= Beginning of Section =

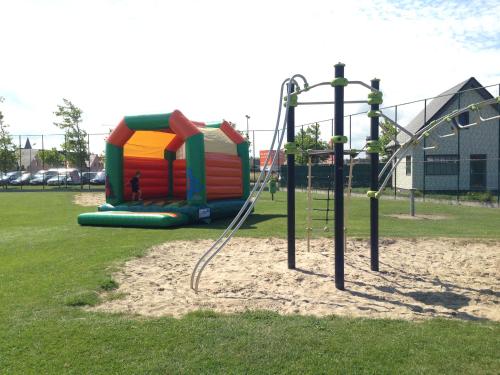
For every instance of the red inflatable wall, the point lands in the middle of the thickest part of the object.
(223, 176)
(180, 179)
(153, 180)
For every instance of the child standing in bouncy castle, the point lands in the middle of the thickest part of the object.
(136, 189)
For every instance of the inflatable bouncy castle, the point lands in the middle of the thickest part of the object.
(189, 172)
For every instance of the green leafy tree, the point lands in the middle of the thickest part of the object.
(75, 138)
(388, 135)
(8, 159)
(51, 158)
(309, 139)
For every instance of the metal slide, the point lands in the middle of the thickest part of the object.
(249, 204)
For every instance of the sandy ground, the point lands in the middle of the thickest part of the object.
(419, 279)
(89, 199)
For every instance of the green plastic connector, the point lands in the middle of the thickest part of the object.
(291, 148)
(373, 147)
(373, 114)
(353, 152)
(375, 97)
(340, 81)
(339, 139)
(294, 98)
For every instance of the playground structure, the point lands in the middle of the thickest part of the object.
(190, 172)
(372, 147)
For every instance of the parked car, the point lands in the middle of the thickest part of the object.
(9, 176)
(24, 179)
(65, 176)
(99, 179)
(41, 177)
(87, 177)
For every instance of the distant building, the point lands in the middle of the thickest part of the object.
(280, 159)
(468, 161)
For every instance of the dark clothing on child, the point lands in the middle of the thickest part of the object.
(135, 184)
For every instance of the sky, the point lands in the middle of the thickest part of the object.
(226, 59)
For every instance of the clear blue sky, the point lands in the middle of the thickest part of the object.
(225, 59)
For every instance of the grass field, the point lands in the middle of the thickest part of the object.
(50, 267)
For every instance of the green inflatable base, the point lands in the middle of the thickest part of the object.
(133, 219)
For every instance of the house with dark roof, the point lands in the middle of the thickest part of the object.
(450, 160)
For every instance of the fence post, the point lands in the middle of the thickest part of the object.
(43, 163)
(412, 202)
(88, 156)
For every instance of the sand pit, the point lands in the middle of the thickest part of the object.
(419, 279)
(89, 199)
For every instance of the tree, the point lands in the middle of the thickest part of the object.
(308, 139)
(75, 138)
(8, 158)
(51, 158)
(388, 135)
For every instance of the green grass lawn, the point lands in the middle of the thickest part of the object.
(49, 267)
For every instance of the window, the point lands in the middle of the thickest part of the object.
(463, 118)
(408, 165)
(441, 165)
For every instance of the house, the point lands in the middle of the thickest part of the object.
(27, 157)
(467, 160)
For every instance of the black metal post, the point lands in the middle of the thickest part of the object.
(290, 184)
(253, 153)
(374, 168)
(498, 154)
(43, 164)
(424, 156)
(395, 149)
(339, 180)
(88, 157)
(458, 154)
(20, 161)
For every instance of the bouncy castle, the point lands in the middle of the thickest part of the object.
(189, 172)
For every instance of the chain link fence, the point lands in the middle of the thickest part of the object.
(461, 167)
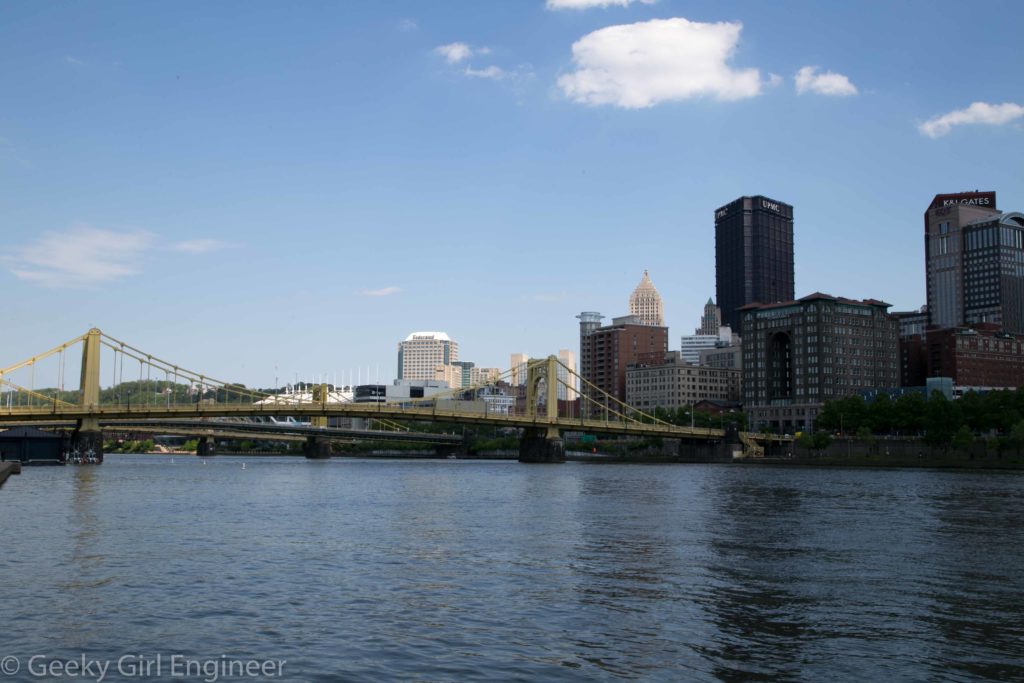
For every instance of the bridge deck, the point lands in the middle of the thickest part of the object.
(390, 412)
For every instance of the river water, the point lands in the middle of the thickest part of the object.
(459, 570)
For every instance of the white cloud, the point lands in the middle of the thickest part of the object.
(494, 73)
(455, 52)
(635, 66)
(587, 4)
(977, 113)
(829, 83)
(384, 291)
(81, 256)
(201, 246)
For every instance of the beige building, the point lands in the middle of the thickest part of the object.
(645, 303)
(517, 364)
(425, 354)
(673, 383)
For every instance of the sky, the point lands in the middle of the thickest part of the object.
(260, 190)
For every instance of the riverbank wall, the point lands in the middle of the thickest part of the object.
(7, 469)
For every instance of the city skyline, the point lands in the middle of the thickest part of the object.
(331, 183)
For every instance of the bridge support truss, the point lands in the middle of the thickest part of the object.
(542, 444)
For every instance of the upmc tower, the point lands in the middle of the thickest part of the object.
(753, 255)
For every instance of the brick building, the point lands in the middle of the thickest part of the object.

= End of Section =

Instructions for the task: Without including any pictures, output each entry above exactly as it appears.

Exercise output:
For every instance of the red inflatable wall, the point lands in the middle of the thickest part of the object.
(223, 176)
(180, 179)
(153, 180)
For every instance of the child standing in bouncy castle, the point lands in the middle of the thickest part of the object.
(136, 189)
For every instance of the inflatable bouncy castle, the point lands in the middle of the thickest part of the object.
(189, 172)
For every instance of the green leafy tree, the point lands in the middle of the thickest part of the object.
(75, 138)
(388, 135)
(8, 159)
(51, 158)
(309, 139)
For every instance of the metal slide, the point lands in the middle of the thickest part of the object.
(249, 204)
For every instance of the sandy ground, the point lands in the middle of the thickest part of the object.
(419, 279)
(89, 199)
For every instance of the green plastic connector, the point lands in the middle of the thickest part of the object.
(291, 148)
(373, 147)
(373, 114)
(353, 152)
(375, 97)
(340, 81)
(339, 139)
(294, 98)
For every instance of the playground structure, the point lands in the middle of the thickest part of the object.
(190, 172)
(372, 147)
For every instance of the parked car, the point lands in the middle of the thickest part of the object.
(9, 176)
(24, 179)
(65, 176)
(99, 179)
(41, 177)
(87, 177)
For every instance of the distant building, the point lands in the middle of the thickest part of the object.
(280, 159)
(468, 161)
For every instance of the dark clothing on child, the point lands in the middle of the thickest part of the object.
(135, 184)
For every instance of the sky, the point lands in the middle of the thickest part of the object.
(226, 59)
For every instance of the clear blue sky, the point lands in the middle of the thickest part of the object.
(225, 59)
For every instance of the grass field, the point lands in the middle of the thickest part of the object.
(50, 267)
For every instance of the green inflatable base, the point lands in the middle of the thickest part of the object.
(133, 219)
For every instance of the house with dark roof, the point lands in the middle of the thickest part of the object.
(450, 160)
For every instance of the fence post, the point lands in the middle of the thickest part of the object.
(43, 163)
(412, 202)
(88, 156)
For every instance of the sand pit, the point lands in the middle of the thickest part of the object.
(419, 279)
(89, 199)
For every instance of the tree, the point lands in the middle of the thickest part of the object.
(308, 139)
(75, 138)
(8, 158)
(51, 158)
(388, 135)
For every instance of the green grass lawn, the point lands in the middle of the thickest part of the object.
(49, 267)
For every instance of the window, the point lands in the middle of the thickest part of the object.
(463, 118)
(408, 165)
(441, 165)
For every instance of the house, the point lands in the middle of the thickest part of the object.
(27, 157)
(467, 160)
For every instance of the black metal post, the point lands in the middle of the thickest part of the object.
(290, 184)
(253, 153)
(374, 168)
(498, 154)
(43, 164)
(424, 156)
(395, 149)
(339, 180)
(88, 157)
(458, 154)
(20, 161)
For every instance of the bouncy castle, the point lands in the middle of the thickest part of the object.
(189, 172)
For every instance of the chain link fence, the point lands in the middle of the thickest part of the object.
(461, 167)
For every instance of the bridge deck, the point lands in the middle of the thickest part of the object.
(390, 412)
For every instance of the river water, the point lands in the middle of the thickest part of the object.
(459, 570)
For every instance of the white cloud, the point lands in the middle of the thickest part of the object.
(494, 73)
(455, 52)
(635, 66)
(587, 4)
(977, 113)
(829, 83)
(384, 291)
(81, 256)
(201, 246)
For every instance of the beige building, the point lands in the middle of the thickest part of the object.
(645, 303)
(517, 364)
(425, 354)
(673, 383)
For every instance of the sky, the point lands in the middle of the thickest part of the object.
(260, 190)
For every instance of the riverbank wall, the point lands in the middle of the thickest part of the object.
(7, 469)
For every instance of the city skyline, the point lands in the middle of the thickest part of the object.
(331, 183)
For every instance of the bridge support truss, the point lands in the middle of the thickest part of the object.
(542, 444)
For every instance of the upmc tower, the point lands in the middle of the thickest part of the object.
(753, 255)
For every instance of the brick building, the point lands in the middle of the thickest part of the object.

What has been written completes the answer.